(TRY IT)
Find every line below that contains the word "concrete" and copy it out.

[[ DATA SHOWN open ]]

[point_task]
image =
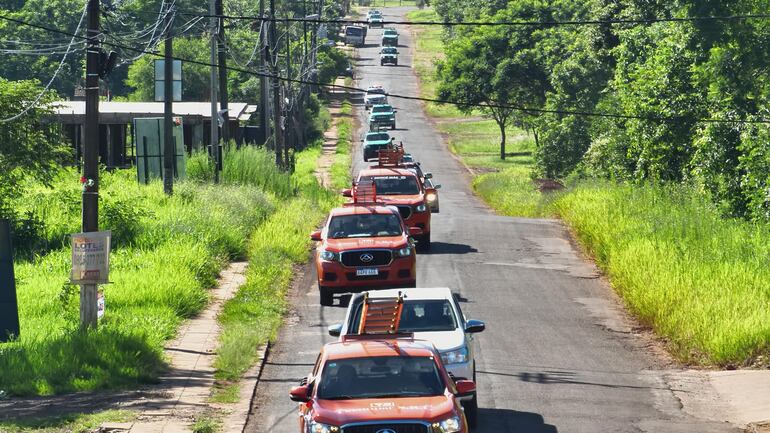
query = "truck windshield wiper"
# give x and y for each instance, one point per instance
(339, 397)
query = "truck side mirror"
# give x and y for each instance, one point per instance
(335, 330)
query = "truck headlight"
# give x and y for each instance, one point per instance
(450, 425)
(318, 427)
(404, 252)
(457, 356)
(328, 256)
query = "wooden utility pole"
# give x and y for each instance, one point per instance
(223, 98)
(169, 149)
(213, 79)
(263, 94)
(88, 292)
(277, 111)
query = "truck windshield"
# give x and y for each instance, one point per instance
(380, 136)
(380, 377)
(365, 226)
(354, 31)
(395, 185)
(432, 315)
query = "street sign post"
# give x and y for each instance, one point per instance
(90, 258)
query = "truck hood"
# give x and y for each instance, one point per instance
(387, 242)
(401, 199)
(443, 340)
(341, 412)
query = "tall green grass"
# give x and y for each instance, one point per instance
(168, 252)
(699, 280)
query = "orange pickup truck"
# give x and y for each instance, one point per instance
(382, 384)
(364, 244)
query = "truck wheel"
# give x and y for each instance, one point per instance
(471, 411)
(327, 297)
(424, 242)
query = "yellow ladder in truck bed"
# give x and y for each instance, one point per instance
(381, 315)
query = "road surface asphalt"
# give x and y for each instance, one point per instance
(557, 355)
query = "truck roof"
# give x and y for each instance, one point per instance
(380, 347)
(379, 171)
(362, 210)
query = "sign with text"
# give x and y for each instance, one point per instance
(90, 258)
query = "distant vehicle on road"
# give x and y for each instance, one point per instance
(431, 314)
(375, 95)
(402, 188)
(380, 384)
(390, 37)
(364, 245)
(389, 56)
(375, 20)
(355, 35)
(375, 141)
(382, 115)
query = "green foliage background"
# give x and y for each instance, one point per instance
(681, 71)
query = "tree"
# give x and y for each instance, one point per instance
(28, 148)
(491, 70)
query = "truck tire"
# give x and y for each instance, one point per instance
(424, 242)
(471, 411)
(327, 296)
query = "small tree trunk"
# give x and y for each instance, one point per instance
(501, 124)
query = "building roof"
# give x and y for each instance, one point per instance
(125, 112)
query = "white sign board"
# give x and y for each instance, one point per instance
(90, 258)
(100, 305)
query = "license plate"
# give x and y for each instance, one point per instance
(367, 272)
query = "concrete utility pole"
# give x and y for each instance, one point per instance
(169, 149)
(9, 309)
(263, 94)
(88, 292)
(277, 111)
(226, 133)
(213, 79)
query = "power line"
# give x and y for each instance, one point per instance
(520, 108)
(551, 23)
(55, 74)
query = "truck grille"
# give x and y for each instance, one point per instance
(383, 275)
(379, 258)
(405, 211)
(398, 428)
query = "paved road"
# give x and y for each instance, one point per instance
(557, 355)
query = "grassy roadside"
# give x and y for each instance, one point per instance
(167, 253)
(699, 281)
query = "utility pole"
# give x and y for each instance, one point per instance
(263, 95)
(288, 118)
(169, 149)
(88, 292)
(277, 111)
(223, 74)
(213, 79)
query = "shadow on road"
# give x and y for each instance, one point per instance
(562, 377)
(506, 420)
(450, 248)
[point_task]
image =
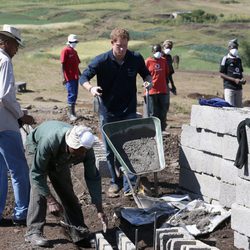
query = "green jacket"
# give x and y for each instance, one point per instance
(47, 143)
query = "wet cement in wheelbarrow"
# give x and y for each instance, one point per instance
(141, 155)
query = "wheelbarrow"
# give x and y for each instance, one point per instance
(137, 144)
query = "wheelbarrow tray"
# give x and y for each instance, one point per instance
(147, 155)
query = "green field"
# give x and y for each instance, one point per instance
(45, 26)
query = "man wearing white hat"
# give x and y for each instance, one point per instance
(231, 71)
(56, 146)
(12, 156)
(70, 72)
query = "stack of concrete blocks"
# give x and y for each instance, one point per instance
(123, 242)
(208, 151)
(240, 218)
(177, 238)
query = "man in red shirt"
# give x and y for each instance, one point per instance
(70, 71)
(158, 101)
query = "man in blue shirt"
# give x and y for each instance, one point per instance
(116, 90)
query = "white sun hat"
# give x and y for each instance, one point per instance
(72, 38)
(12, 32)
(80, 136)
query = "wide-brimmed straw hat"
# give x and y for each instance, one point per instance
(12, 32)
(80, 136)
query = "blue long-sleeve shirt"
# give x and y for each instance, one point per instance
(118, 81)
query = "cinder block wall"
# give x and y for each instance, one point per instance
(207, 154)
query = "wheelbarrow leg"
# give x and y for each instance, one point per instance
(137, 201)
(156, 188)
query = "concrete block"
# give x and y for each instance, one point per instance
(199, 161)
(200, 183)
(176, 244)
(227, 194)
(201, 248)
(229, 152)
(240, 219)
(102, 243)
(198, 245)
(216, 119)
(201, 139)
(228, 172)
(241, 241)
(194, 196)
(163, 230)
(243, 192)
(123, 242)
(166, 237)
(190, 136)
(244, 172)
(20, 86)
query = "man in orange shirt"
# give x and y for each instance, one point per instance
(158, 101)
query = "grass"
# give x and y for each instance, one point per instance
(46, 24)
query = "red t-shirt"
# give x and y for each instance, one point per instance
(159, 71)
(70, 61)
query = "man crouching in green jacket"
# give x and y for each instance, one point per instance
(56, 146)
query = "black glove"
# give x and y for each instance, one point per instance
(173, 90)
(20, 122)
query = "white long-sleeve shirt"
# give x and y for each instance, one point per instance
(10, 109)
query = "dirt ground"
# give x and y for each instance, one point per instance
(12, 238)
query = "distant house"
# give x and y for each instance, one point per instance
(177, 13)
(173, 14)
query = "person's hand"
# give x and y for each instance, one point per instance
(242, 81)
(104, 221)
(147, 85)
(53, 206)
(27, 119)
(96, 91)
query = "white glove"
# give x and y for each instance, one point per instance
(96, 91)
(147, 85)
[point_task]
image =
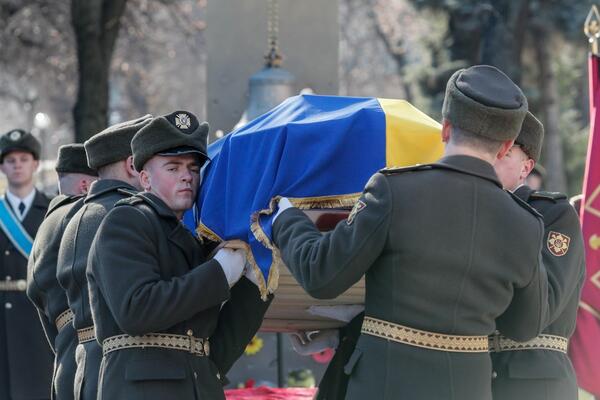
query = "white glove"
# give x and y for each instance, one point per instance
(305, 344)
(232, 262)
(250, 275)
(283, 204)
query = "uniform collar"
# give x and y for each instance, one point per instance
(157, 204)
(102, 186)
(470, 165)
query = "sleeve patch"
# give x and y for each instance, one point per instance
(558, 243)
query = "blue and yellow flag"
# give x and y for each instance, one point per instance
(319, 151)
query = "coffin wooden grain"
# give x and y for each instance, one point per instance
(289, 310)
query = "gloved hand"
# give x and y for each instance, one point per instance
(306, 344)
(283, 204)
(232, 262)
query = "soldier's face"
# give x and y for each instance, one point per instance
(175, 179)
(513, 168)
(19, 166)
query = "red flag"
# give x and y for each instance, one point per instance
(584, 348)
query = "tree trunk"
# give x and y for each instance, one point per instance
(552, 151)
(96, 25)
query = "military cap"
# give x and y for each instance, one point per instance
(72, 159)
(531, 137)
(18, 139)
(114, 143)
(173, 134)
(484, 101)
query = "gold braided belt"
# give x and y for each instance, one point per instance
(188, 343)
(65, 318)
(86, 334)
(500, 343)
(429, 340)
(19, 285)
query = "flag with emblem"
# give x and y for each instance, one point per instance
(584, 349)
(319, 151)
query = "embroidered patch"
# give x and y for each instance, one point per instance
(182, 121)
(558, 244)
(358, 207)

[[ DATA SHOWN closed ]]

(SOLUTION)
query = "concrete utility pole"
query = "stack of concrete blocks"
query = "concrete block"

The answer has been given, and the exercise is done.